_Short task_
Return the material exactly as supplied, apart from the pictures, which are omitted.

start

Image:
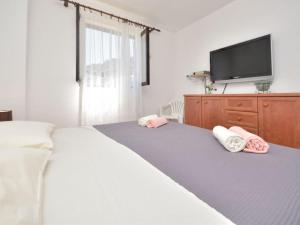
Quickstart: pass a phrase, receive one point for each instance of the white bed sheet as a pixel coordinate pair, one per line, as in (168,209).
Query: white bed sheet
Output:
(93,180)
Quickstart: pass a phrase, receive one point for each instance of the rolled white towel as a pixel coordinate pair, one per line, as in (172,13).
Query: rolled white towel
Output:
(143,121)
(230,140)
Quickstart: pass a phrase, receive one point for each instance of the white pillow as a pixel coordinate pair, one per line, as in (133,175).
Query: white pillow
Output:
(26,134)
(21,178)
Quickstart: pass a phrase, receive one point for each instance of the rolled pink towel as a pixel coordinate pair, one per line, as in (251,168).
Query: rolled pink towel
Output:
(254,143)
(156,122)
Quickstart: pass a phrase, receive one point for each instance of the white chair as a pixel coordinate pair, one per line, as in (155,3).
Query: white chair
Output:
(173,111)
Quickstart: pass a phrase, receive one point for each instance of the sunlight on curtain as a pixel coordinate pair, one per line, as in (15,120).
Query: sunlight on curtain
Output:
(111,83)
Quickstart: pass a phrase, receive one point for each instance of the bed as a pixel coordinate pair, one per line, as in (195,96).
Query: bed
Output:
(248,189)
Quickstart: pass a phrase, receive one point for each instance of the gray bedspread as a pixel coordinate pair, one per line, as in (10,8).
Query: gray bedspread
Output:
(249,189)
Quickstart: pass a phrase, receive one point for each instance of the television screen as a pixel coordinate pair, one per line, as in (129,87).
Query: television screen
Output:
(247,61)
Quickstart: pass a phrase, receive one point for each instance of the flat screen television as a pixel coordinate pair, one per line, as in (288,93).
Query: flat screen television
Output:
(246,61)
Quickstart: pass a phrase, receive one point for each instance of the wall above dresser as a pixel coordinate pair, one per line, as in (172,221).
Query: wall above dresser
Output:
(274,117)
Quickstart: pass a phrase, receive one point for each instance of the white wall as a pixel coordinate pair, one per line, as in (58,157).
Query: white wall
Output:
(239,21)
(52,93)
(13,23)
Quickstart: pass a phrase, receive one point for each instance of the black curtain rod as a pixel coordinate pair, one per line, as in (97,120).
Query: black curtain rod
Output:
(77,5)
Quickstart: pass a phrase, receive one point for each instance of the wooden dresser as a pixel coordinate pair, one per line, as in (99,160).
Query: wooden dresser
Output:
(274,117)
(5,115)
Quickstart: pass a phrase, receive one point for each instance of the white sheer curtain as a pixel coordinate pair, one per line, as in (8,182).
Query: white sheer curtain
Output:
(111,80)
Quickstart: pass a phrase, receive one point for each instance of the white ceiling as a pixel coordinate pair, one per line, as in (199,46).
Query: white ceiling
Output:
(171,14)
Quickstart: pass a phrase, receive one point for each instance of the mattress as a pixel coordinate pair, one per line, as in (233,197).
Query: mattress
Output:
(249,189)
(93,180)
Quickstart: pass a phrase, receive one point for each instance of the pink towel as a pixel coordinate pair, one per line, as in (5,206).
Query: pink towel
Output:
(156,122)
(254,143)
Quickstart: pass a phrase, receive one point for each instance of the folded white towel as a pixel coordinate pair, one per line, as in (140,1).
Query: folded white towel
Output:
(230,140)
(143,121)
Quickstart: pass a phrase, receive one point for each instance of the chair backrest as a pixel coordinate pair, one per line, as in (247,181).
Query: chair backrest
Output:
(177,107)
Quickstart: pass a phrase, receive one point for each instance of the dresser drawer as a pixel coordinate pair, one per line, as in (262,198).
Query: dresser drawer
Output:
(245,104)
(249,129)
(247,119)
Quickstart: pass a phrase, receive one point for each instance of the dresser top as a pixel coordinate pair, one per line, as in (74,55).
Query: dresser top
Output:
(246,95)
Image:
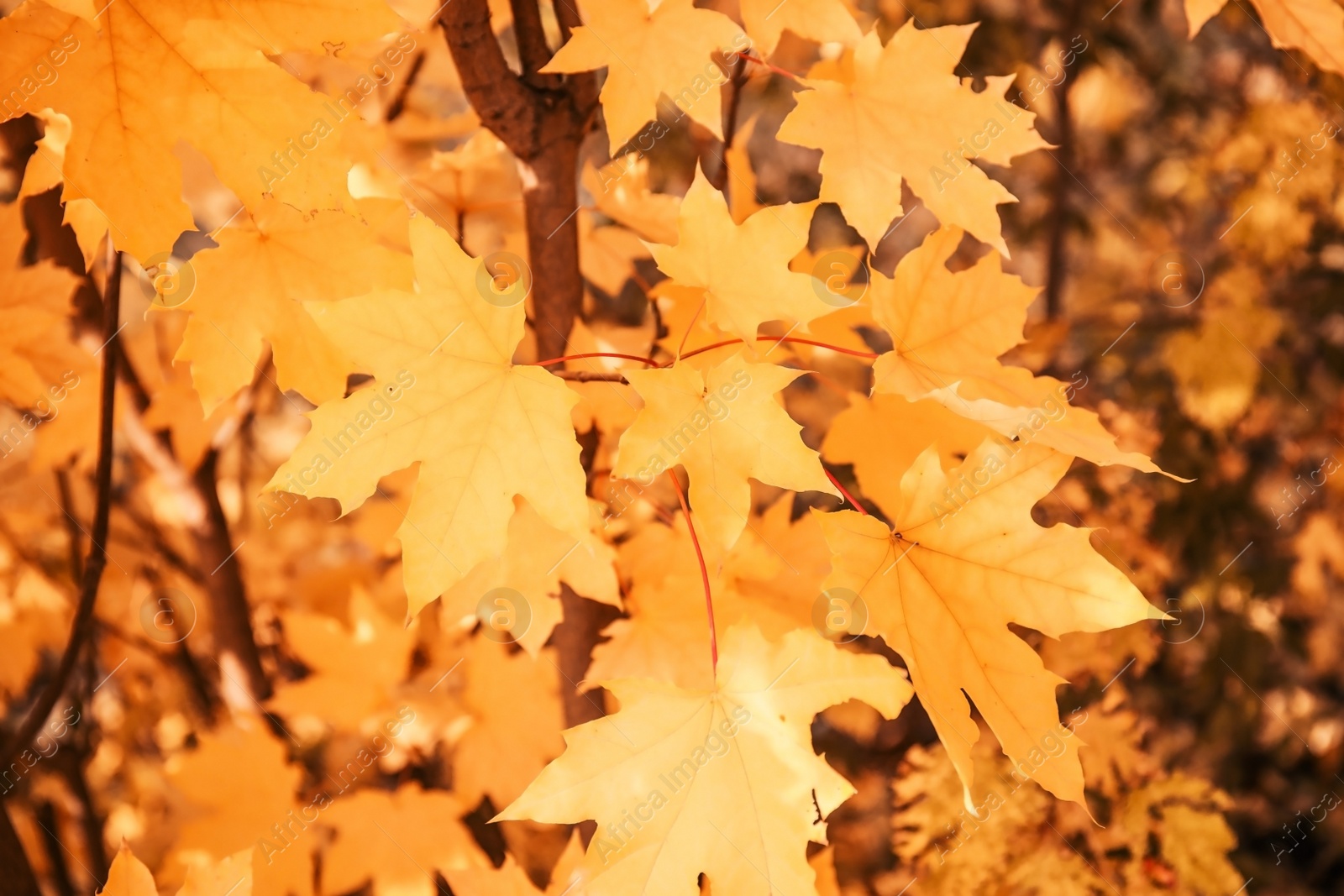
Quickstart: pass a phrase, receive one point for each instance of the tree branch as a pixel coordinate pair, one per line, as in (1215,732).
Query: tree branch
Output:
(503,102)
(531,38)
(82,625)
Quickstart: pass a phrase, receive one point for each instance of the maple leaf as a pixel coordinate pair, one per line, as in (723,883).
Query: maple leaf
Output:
(253,288)
(820,20)
(736,761)
(770,579)
(511,880)
(743,269)
(355,669)
(139,76)
(1315,27)
(882,437)
(622,191)
(514,700)
(902,114)
(723,426)
(948,331)
(396,840)
(954,569)
(128,876)
(447,396)
(651,55)
(477,184)
(35,340)
(230,876)
(44,174)
(534,563)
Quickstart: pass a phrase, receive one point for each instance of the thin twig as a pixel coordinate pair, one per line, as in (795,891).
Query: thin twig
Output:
(705,573)
(846,493)
(93,567)
(591,376)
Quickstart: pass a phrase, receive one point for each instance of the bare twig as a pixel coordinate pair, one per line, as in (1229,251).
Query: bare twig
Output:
(591,376)
(93,567)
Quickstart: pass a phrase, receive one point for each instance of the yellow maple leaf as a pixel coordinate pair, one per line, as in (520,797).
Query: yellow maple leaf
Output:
(514,700)
(770,579)
(725,426)
(219,824)
(136,76)
(948,331)
(1315,27)
(530,570)
(447,396)
(884,436)
(743,269)
(479,187)
(35,345)
(902,114)
(734,761)
(651,55)
(622,191)
(355,669)
(230,876)
(128,876)
(961,560)
(511,880)
(253,288)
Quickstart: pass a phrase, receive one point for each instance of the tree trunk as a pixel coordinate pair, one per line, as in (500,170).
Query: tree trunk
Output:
(550,204)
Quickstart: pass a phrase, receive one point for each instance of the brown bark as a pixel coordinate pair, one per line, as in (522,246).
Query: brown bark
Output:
(82,625)
(542,120)
(228,607)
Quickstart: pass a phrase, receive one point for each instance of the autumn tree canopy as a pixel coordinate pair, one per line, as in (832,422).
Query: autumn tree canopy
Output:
(604,446)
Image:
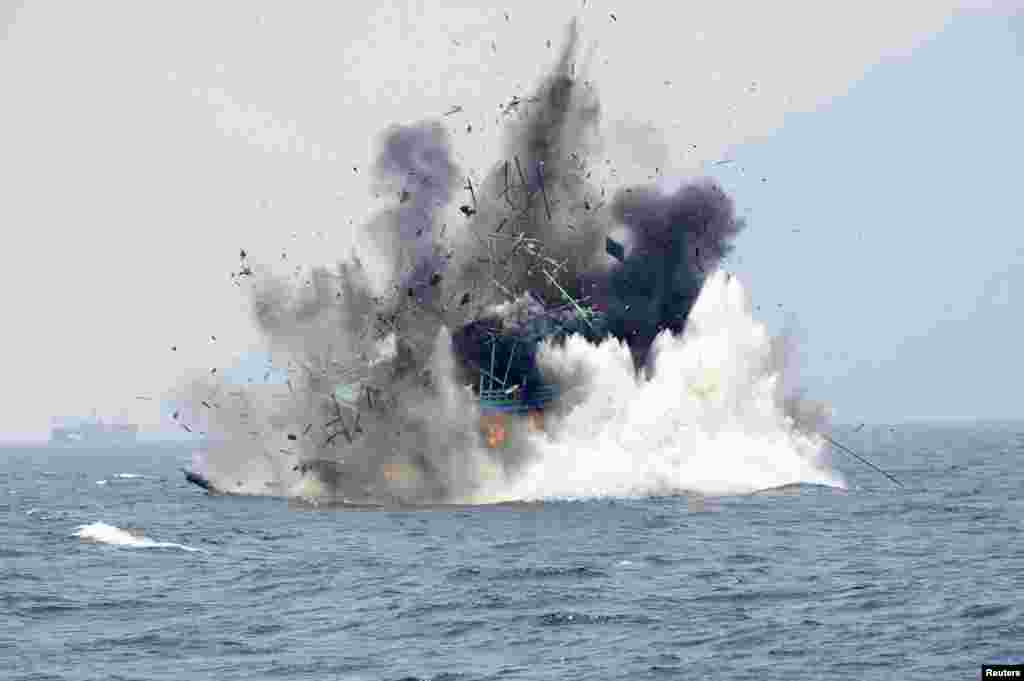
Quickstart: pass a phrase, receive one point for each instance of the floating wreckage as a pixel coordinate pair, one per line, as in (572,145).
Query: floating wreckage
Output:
(426,387)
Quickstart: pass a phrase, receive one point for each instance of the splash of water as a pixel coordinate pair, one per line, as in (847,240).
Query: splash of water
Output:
(709,417)
(684,393)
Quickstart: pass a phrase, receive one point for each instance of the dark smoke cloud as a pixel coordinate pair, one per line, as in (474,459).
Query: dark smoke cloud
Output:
(677,241)
(407,427)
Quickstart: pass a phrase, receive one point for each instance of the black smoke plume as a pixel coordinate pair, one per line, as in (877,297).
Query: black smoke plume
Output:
(381,405)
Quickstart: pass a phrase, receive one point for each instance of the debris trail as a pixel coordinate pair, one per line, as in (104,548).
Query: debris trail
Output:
(859,458)
(385,378)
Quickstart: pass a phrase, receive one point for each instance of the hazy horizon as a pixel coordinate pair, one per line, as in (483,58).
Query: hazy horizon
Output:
(867,155)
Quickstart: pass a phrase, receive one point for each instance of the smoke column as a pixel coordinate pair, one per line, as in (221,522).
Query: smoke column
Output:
(381,405)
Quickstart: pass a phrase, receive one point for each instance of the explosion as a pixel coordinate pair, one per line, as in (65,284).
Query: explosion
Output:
(511,345)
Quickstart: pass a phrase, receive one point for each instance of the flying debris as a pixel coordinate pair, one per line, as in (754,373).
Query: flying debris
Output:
(425,387)
(859,458)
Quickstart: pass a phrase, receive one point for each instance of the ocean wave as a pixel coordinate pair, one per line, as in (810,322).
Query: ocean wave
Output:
(100,533)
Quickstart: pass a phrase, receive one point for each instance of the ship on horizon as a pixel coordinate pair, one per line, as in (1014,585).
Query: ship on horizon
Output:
(92,431)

end

_Problem solution_
Image:
Quickstart: pass a phrase, receive one point for each instance of the white bed sheet as a pixel coordinate pair, one per line, as in (168,209).
Query: white bed sheet
Output:
(93,180)
Quickstart: pass a phrase, receive one point for each instance of the rolled white towel as a pixel coordinate pair, one per line, as in (172,13).
Query: rolled white towel
Output:
(143,121)
(230,140)
Quickstart: pass a phrase, receive one point for each instance of the white pillow as a pixel coordinate pair, one per line, as in (133,175).
Query: white pillow
Output:
(26,134)
(21,178)
Quickstart: pass a phrase, receive one point for each instance of the rolled pink towel as a pixel coordinate pair, one per line, as in (251,168).
Query: rolled pink towel
Output:
(254,143)
(156,122)
Quickstart: pass a phrase, receive one point for each instance of the white chair as a pixel coordinate pair, one per line, as in (155,3).
Query: white chair
Output:
(173,111)
Quickstart: pass a phrase, receive one point for each instance of the sunlight on curtain as a pixel coordinate pair, one per line, as in (15,120).
Query: sunlight on curtain
Output:
(111,83)
Quickstart: pass a phrase, receive one point for each instance of the bed as a pixel coordinate pair, one per line, as in (195,96).
Query: bed
Output:
(248,189)
Quickstart: pass a phrase, receive one point for each instance of the gray bedspread as a pixel coordinate pair, one per line, as in (10,8).
Query: gray bedspread
Output:
(249,189)
Quickstart: pass a phrase, receive one point for each instance of the television screen as a pixel coordinate pair, one per line, as in (129,87).
Query: television screen
Output:
(247,61)
Quickstart: pass a phrase, receive one point for each instance of the flat screen television as a pixel coordinate pair, one per line, as in (288,93).
Query: flat screen television
Output:
(246,61)
Quickstart: pass a phrase, receive one point for each instance of the wall above dresser as a pixel coordinate pair, one per line, as in (172,221).
Query: wall above dresser
Output:
(274,117)
Quickstart: pass a phrase, receive one point for each instance of the white wall as a pixel coordinate pair, one per line, as in (58,157).
Query: white wall
Output:
(239,21)
(52,93)
(13,23)
Quickstart: pass a phrase, receive one point for each instance of the black curtain rod as a pixel coordinate pair, one per line, as in (97,120).
Query: black curtain rod
Output:
(77,5)
Quickstart: pass a phrase, receive one point for each instance of the wooden dresser as a pixel coordinate pair, one per line, as in (99,160).
Query: wooden dresser
Output:
(274,117)
(5,115)
Quickstart: pass a phrase, receive one point for each instance of the white sheer curtain as a pixel coordinate pair, one per line, as in (8,182).
Query: white sheer curtain
Output:
(111,80)
Quickstart: pass a phrase, receive one point for each instance of the white ceiling as a pixel coordinate pair, one per line, as in (199,46).
Query: white ceiling
Output:
(171,14)
Quickstart: pass a phrase, receive one point for each instance of the mattress as a pixel coordinate pair, one per line, as in (233,197).
Query: mattress
Output:
(249,189)
(93,180)
Quickstart: pass a phrase, receive one point for each instance of the pink towel as a pixel coordinate pair, one per line, as in (5,206).
Query: pink towel
Output:
(156,122)
(254,143)
Quickstart: pass a phrase, receive one point for each instance of the folded white towel as a pixel coordinate pair, one per line, as in (140,1).
Query: folded white towel
Output:
(230,140)
(143,121)
Quickstart: pass a phrase, receive one point for each instance of the chair backrest as a pixel coordinate pair, one per line, as in (247,181).
Query: chair backrest
Output:
(177,107)
Quickstart: pass a phrase, receive one point for each instance of the dresser drawer as a pixel coordinate pair, one per line, as in (262,198).
Query: dresser drawer
Output:
(245,104)
(249,129)
(247,119)
Quickstart: pass a phrase, receive one point for each instance of the dresser top as a pixel coordinate pair, one per line, as in (74,55).
Query: dresser top
Output:
(246,95)
Image:
Quickstart: pass a phrase, receive one point for each instance of the tree branch as a pixel coordinate pair, one per line, as in (1215,732).
Query: tree branch
Output:
(503,102)
(531,38)
(82,625)
Quickstart: pass a phrase, receive one point for each instance of the maple leaf as a pixel coordinate pair, one per line, as in (723,883).
Query: maple leaf
Output:
(253,288)
(820,20)
(736,761)
(770,579)
(511,880)
(743,269)
(355,669)
(139,76)
(1315,27)
(882,437)
(622,191)
(514,700)
(902,114)
(723,426)
(948,331)
(396,840)
(954,569)
(128,876)
(447,396)
(651,55)
(477,184)
(35,340)
(230,876)
(44,174)
(534,563)
Quickstart: pass a phrase, receive one point for each instance of the thin twig as a pixel coordinate pair, one per line, as in (795,891).
Query: thin twig
Output:
(705,573)
(846,493)
(93,567)
(591,376)
Quickstart: pass a phrase, receive one point for each instance of the bare twig as a pixel coordinate pair, one per line, as in (1229,251).
Query: bare twig
Output:
(591,376)
(93,567)
Quickstart: pass a phrase, receive one point for each instance of the yellow maple leaf as a pixel coordinate pair, one per line, as in (520,797).
Query: yellow maple leaf
Output:
(514,700)
(770,579)
(725,426)
(219,824)
(136,76)
(948,331)
(1315,27)
(530,570)
(447,396)
(884,436)
(743,269)
(479,187)
(35,345)
(902,114)
(734,761)
(651,55)
(622,191)
(355,669)
(230,876)
(128,876)
(961,560)
(511,880)
(253,288)
Quickstart: pass a phrase, receive one point for each instance of the tree trunk as a pixel coordinate pair, one per line, as in (500,170).
Query: tree trunk
Output:
(550,204)
Quickstart: pass a phrase, receive one point for each instance of the brown bark as a pixel coordinate pair, one per line, as in (522,246).
Query: brown bark
Output:
(82,625)
(542,120)
(228,607)
Quickstart: pass a phrase, receive one point for each instance of the autumn tree canopy as a pixel coordinate pair, one per line, as in (832,422).
Query: autumn tree canopy
Output:
(604,446)
Image:
Quickstart: pass a phrase, receive one point for each instance of the floating wreckage as a pixel coordinate pair, one per line, as in (572,145).
Query: floating wreckage
Output:
(426,387)
Quickstart: pass a phrase, receive one point for each instance of the splash of water as a pixel coordinate pair, one per line, as in (847,240).
Query: splash of water
Output:
(709,417)
(684,393)
Quickstart: pass a phrase, receive one point for each instance of the dark smoke cloud as a pixel coordinate pair, one per line, as in (474,459).
Query: dark smoke cloud
Output:
(677,241)
(407,427)
Quickstart: pass a phrase, receive one point for each instance of the black smoke plume as a pixel coordinate pair, one per line, as in (877,297).
Query: black smoke plume
Output:
(381,405)
Quickstart: pass a phrase, receive one point for each instance of the debris trail as a pixel coordinate pair, one per line, as in (104,548).
Query: debris trail
Output:
(859,458)
(385,378)
Quickstart: pass a phrase, receive one point for each instance of the hazy horizon as a pixel coordinate pair, one per line, as in (483,58).
Query: hazy horizon
Output:
(867,155)
Quickstart: pass a phrase, receive one point for each instance of the smoke column as a pixel coordinate pair, one per line, as in (221,522).
Query: smoke column
Output:
(381,405)
Quickstart: pass a phrase, receive one point for each instance of the explosion as a pixel coordinate pair, one per line, as in (65,284).
Query: explosion
Output:
(511,345)
Quickstart: pass a phrase, receive one point for each instance of the flying debris as a pixel coordinate pair, one per line, as in (754,373).
Query: flying debris
Output:
(425,387)
(859,458)
Quickstart: pass a phrase, receive one point for each instance of the ocean wave as a pixel coordinate pair, one per line, as in (810,322).
Query: ocean wave
Output:
(100,533)
Quickstart: pass a phrase, receive one point for each instance of the ship on horizon as a pixel coordinate pair, one per line, as in (1014,585).
Query: ship on horizon
Output:
(92,431)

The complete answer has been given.